Segment Start: STORED DATA

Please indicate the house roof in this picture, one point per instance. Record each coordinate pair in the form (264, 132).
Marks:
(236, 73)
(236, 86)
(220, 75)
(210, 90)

Segment End: STORED DATA

:: YOUR INSTRUCTIONS ::
Exactly as they appear above, set down all of the records once more.

:: WRITTEN RESPONSE ::
Please indicate the house roof in this picture, one point per instance. Record each coordinate pair in the form (264, 132).
Marks:
(236, 73)
(236, 86)
(220, 75)
(210, 90)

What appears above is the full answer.